• **Given request**: Select every line in the records below that contains the word "supporting", and copy each one out.

★ ★ ★

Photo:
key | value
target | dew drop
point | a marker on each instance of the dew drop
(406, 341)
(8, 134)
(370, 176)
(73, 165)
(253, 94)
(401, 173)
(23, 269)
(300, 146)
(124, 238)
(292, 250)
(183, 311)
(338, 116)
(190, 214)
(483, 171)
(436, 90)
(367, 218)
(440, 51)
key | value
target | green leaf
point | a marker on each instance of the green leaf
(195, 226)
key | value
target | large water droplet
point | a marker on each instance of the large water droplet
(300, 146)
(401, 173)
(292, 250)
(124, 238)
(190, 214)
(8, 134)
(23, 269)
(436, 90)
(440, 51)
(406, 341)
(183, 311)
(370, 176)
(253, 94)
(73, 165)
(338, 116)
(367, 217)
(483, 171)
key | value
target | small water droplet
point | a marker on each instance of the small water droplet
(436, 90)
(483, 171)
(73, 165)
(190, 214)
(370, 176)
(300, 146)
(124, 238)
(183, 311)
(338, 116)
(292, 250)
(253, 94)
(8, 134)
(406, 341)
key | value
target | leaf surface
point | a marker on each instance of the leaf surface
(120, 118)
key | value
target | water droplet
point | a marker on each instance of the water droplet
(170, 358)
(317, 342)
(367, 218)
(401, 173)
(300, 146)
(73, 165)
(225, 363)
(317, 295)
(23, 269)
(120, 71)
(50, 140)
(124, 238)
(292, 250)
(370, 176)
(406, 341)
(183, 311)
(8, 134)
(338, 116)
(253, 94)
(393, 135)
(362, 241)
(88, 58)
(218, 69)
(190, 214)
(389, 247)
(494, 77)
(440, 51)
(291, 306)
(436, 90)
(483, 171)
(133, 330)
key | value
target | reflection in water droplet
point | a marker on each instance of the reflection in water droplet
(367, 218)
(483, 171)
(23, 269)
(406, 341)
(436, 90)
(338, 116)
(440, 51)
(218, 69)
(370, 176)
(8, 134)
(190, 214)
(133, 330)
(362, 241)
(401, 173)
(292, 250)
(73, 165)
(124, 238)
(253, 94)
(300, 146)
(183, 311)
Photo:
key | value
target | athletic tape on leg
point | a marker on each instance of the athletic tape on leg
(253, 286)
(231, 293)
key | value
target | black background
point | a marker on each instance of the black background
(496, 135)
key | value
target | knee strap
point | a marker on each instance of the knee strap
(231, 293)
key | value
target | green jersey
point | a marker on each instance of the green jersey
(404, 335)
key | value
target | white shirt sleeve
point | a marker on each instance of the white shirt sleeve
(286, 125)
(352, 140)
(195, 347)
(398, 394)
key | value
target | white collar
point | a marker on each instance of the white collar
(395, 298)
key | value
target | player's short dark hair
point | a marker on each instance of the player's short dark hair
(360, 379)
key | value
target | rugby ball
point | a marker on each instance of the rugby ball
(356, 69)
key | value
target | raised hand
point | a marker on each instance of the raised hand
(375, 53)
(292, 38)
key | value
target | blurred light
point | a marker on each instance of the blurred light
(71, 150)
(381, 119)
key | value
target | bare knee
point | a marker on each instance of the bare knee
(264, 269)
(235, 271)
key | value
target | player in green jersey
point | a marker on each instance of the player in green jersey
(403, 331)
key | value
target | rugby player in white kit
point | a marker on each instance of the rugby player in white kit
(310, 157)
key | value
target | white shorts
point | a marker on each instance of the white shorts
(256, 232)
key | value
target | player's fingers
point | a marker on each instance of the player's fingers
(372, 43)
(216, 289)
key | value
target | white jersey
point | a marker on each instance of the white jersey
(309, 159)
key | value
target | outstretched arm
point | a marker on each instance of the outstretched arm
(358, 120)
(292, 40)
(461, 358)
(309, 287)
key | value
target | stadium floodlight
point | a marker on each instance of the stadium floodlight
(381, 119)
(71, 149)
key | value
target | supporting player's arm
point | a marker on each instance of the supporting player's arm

★ ★ ★

• **Final answer**:
target | supporting player's arm
point | a marker on each instance of the supporting player's arm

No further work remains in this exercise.